God is Sovereign to save and destroy, James 4. 12. As Christians we are instructed not to be ignorant of these things and not to lust after evil things, 1 Cor. 10. 6. Israel fell through infidelity and rejection of the provision and purpose of God for them.

Disobedient Angels, v. 6. This is the second picture from Old Testament history of past judgments upon apostates. Angels were marked by anarchy against God's sovereignty. Here is presumption in the supernatural realm. Their fall was due to pride, rebellion and lust for the forbidden thing. They were not content to keep the estate given them by God. They had their own initial distinctive order as purely spirit beings, but abandoned their proper sphere of dwelling by cohabiting with mortal women, Gen. 6. 1-6; "sons of God" in the Old Testament is useo exclusively of angels, Job 1. 6; 2. 1; 38. 7.

> [Your goal]:
Answer from the excerpt on past judgments:
(a) Through what did Israel fall?
(b) What was the fall of the disobedient angels due to?
(c) Which passages in Job are cited for the use of "sons of God"?

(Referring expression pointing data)

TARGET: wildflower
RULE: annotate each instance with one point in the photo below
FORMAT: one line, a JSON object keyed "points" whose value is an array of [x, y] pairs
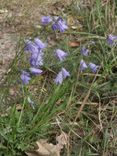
{"points": [[63, 74], [111, 39], [25, 77], [84, 51], [35, 71], [31, 102], [31, 47], [83, 65], [36, 59], [46, 20], [93, 67], [39, 43], [61, 54], [60, 25]]}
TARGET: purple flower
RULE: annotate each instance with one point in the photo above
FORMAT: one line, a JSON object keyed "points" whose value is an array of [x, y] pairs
{"points": [[39, 43], [31, 47], [35, 71], [84, 51], [36, 59], [93, 67], [25, 77], [61, 54], [83, 65], [111, 39], [63, 74], [59, 24], [46, 20]]}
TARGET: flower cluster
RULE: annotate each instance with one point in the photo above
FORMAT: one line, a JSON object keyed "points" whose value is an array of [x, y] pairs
{"points": [[83, 65], [111, 39], [57, 23], [36, 50]]}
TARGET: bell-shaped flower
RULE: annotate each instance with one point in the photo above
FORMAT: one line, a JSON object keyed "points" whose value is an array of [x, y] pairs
{"points": [[59, 24], [93, 67], [35, 71], [83, 65], [25, 77], [85, 51], [111, 39], [46, 20], [61, 54], [31, 47], [39, 43], [36, 59], [63, 74]]}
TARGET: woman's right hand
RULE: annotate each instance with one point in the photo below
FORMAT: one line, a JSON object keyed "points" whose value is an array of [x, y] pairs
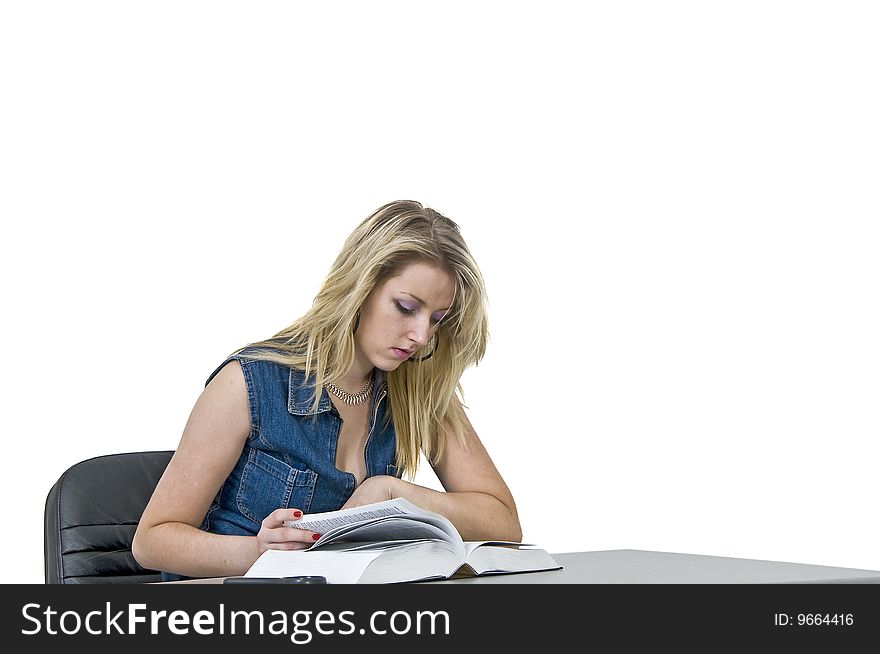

> [Output of the task]:
(a) Infidelity and rejection of the provision and purpose of God for them.
(b) Pride, rebellion and lust for the forbidden thing.
(c) Job 1. 6; 2. 1; 38. 7.